◆ EXERCISE DETAILS
Turn the lines below into a numbered list, skipping any blank lines.

◆ MATERIALS PROVIDED
(begin)

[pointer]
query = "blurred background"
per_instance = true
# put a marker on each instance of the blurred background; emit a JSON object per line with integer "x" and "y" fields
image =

(end)

◆ ANSWER TO THIS TASK
1. [pointer]
2. query = "blurred background"
3. per_instance = true
4. # put a marker on each instance of the blurred background; emit a JSON object per line with integer "x" and "y" fields
5. image =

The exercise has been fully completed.